ATTIVITÀ DA SVOLGERE
**1)** Secondo il brano su San Francesco del Prato, in quale anno fu eretto il campanile?
**2)** Enumeri tutte le righe dell'elenco che contengono la stringa "shirt", distinguendo tra maiuscole e minuscole.

BRANO SELEZIONATO
San Francesco del Prato

San Francesco del Prato

Nella seconda decade del 1200 giunsero a Parma “uomini penitenti oriundi di Assisi”: erano i Frati di San Francesco, successivamente chiamati Francescani. Una volta insediati in città, venne a loro concessa una vasta area adibita inizialmente a prato (da cui poi San Francesco del Prato), probabilmente localizzata nei pressi di una chiesetta dedicata a Santa Maria. Così, attorno all’anno 1240, iniziò la costruzione dell’attuale chiesa che, lunga 73 metri, è di dimensioni superiori della Basilica Cattedrale di Parma. Nel 1521 fu eretto il campanile e a fianco la Cappella dell’Immacolata Concezione fu ampliata nell’attuale Oratorio rinascimentale.

DATI FORNITI
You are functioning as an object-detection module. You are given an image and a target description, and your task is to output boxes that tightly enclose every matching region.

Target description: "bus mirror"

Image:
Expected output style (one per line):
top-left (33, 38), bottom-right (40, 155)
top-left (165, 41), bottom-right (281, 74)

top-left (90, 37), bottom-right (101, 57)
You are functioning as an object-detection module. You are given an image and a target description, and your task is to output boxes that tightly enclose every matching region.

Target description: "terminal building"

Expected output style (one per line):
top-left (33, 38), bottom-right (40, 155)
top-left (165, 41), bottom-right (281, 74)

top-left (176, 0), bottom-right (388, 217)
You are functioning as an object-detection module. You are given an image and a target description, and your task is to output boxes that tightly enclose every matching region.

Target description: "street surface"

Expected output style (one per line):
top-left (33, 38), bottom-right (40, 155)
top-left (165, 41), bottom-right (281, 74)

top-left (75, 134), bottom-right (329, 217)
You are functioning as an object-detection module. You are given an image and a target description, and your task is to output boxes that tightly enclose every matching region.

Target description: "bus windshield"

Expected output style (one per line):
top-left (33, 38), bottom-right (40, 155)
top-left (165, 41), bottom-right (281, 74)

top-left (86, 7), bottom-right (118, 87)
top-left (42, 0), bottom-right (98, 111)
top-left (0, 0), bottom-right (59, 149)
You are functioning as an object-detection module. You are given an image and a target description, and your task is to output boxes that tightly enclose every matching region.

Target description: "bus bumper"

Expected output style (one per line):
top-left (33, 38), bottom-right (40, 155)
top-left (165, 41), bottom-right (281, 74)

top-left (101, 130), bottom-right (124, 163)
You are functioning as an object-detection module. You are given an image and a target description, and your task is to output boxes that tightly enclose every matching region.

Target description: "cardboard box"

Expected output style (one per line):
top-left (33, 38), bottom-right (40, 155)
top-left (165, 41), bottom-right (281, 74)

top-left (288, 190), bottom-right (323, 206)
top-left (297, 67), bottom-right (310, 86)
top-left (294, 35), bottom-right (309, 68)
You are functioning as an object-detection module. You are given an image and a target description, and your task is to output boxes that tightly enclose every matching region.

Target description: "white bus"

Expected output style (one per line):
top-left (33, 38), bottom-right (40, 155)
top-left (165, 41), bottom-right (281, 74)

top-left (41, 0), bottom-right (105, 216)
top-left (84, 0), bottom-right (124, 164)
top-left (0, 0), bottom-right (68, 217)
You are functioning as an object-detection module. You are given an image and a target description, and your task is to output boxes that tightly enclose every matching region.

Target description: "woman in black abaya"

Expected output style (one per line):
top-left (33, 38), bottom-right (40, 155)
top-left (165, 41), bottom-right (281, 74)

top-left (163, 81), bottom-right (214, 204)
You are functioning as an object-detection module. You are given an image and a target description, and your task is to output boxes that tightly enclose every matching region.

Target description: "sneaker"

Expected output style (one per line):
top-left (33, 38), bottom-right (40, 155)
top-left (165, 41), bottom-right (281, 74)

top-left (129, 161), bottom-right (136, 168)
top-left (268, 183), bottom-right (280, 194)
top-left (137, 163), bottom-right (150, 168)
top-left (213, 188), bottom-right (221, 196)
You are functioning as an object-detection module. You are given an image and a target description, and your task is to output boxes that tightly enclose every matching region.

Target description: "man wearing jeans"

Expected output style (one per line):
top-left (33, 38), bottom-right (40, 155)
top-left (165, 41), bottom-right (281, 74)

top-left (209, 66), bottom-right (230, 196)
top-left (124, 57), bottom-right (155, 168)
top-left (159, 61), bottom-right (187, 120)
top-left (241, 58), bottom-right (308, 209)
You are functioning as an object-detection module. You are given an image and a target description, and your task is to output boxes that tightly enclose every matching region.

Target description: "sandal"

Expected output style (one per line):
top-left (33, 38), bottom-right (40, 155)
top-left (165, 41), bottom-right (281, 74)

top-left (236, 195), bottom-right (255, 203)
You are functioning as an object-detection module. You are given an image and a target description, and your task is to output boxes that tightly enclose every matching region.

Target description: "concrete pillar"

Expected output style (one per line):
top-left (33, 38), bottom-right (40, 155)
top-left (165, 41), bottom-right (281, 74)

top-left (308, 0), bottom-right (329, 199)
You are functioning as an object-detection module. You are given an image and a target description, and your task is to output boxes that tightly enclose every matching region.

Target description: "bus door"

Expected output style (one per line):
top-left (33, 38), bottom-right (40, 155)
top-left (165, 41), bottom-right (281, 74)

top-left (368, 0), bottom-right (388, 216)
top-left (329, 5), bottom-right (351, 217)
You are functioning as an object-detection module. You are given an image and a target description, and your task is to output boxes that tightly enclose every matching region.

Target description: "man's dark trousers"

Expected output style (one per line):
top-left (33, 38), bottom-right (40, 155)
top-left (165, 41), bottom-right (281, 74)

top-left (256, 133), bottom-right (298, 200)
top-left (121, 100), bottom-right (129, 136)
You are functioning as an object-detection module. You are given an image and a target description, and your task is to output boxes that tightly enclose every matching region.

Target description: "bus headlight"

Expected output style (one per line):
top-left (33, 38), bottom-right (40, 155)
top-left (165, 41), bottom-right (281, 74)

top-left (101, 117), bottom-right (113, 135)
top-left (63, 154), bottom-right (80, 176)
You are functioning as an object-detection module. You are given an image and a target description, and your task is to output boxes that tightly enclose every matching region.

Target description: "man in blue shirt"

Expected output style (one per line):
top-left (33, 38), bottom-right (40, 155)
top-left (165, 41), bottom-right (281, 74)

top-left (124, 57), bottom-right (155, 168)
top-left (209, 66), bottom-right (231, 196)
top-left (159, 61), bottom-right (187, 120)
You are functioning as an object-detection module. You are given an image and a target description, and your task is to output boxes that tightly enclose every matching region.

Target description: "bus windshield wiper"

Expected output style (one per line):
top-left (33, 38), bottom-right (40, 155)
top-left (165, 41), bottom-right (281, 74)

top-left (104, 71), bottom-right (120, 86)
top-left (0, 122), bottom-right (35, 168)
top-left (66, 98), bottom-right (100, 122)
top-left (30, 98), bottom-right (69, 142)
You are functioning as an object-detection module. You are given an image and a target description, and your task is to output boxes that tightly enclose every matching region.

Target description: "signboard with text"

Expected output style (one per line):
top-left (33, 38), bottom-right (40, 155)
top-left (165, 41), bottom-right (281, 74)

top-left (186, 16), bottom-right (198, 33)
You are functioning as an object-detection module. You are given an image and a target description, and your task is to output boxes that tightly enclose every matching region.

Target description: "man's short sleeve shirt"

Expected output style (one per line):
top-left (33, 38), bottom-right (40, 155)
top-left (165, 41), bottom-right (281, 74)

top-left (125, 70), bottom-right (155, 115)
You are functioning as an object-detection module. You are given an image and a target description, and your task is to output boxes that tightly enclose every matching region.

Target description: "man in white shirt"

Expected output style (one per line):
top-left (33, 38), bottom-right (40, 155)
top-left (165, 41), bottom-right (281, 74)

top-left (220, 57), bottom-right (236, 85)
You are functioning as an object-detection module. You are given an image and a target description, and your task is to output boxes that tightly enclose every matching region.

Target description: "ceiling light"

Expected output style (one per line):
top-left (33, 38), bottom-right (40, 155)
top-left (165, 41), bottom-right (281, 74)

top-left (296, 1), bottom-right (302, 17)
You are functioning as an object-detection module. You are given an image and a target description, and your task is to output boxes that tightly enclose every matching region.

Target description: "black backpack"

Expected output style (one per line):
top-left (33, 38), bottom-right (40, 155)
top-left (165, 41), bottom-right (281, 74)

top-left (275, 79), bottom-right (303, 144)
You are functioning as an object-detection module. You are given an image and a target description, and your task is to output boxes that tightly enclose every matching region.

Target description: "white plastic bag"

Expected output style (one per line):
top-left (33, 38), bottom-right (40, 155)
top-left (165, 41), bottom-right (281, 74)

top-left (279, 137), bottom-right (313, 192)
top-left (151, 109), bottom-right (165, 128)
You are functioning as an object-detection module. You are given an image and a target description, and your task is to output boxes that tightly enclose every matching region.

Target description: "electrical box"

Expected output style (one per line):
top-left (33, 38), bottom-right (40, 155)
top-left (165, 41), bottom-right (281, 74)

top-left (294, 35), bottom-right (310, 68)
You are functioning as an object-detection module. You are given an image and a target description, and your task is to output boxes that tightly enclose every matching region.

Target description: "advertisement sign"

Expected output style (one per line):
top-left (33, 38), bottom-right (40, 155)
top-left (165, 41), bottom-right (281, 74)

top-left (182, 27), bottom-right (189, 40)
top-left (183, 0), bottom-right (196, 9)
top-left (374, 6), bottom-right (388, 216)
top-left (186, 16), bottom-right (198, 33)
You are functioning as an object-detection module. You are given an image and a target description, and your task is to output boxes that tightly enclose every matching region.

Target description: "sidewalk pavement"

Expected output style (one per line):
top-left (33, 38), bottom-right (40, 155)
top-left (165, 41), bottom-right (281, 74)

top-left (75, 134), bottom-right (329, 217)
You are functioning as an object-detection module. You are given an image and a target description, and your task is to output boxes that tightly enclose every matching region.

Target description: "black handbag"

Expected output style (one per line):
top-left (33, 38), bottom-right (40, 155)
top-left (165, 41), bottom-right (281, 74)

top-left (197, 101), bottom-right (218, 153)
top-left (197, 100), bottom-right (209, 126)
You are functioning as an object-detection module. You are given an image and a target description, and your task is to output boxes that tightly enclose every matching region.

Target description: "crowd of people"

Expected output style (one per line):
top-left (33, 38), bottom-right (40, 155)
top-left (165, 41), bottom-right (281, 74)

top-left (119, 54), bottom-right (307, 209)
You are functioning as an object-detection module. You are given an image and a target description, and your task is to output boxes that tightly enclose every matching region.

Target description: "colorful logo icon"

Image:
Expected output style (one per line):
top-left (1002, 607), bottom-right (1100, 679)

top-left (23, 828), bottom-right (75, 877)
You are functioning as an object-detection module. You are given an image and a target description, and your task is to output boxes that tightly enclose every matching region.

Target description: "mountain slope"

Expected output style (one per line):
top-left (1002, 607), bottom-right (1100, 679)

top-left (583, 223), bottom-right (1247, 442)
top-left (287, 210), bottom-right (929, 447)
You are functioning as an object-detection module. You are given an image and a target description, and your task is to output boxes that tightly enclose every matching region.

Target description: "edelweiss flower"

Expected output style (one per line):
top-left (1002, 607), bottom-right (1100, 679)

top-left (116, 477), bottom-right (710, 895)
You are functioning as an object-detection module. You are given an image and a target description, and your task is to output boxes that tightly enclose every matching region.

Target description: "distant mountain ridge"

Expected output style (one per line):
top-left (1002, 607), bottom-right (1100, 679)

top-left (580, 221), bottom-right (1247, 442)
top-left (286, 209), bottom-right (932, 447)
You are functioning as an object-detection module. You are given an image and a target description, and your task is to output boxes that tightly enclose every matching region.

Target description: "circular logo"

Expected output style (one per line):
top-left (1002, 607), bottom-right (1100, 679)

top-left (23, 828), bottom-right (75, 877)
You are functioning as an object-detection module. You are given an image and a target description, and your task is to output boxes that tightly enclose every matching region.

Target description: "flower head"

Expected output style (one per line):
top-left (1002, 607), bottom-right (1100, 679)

SOLUZIONI SVOLTE
**1)** Il campanile fu eretto nel 1521.

**2)**
Target description: "man in blue shirt"
Target description: "man's short sleeve shirt"
Target description: "man in white shirt"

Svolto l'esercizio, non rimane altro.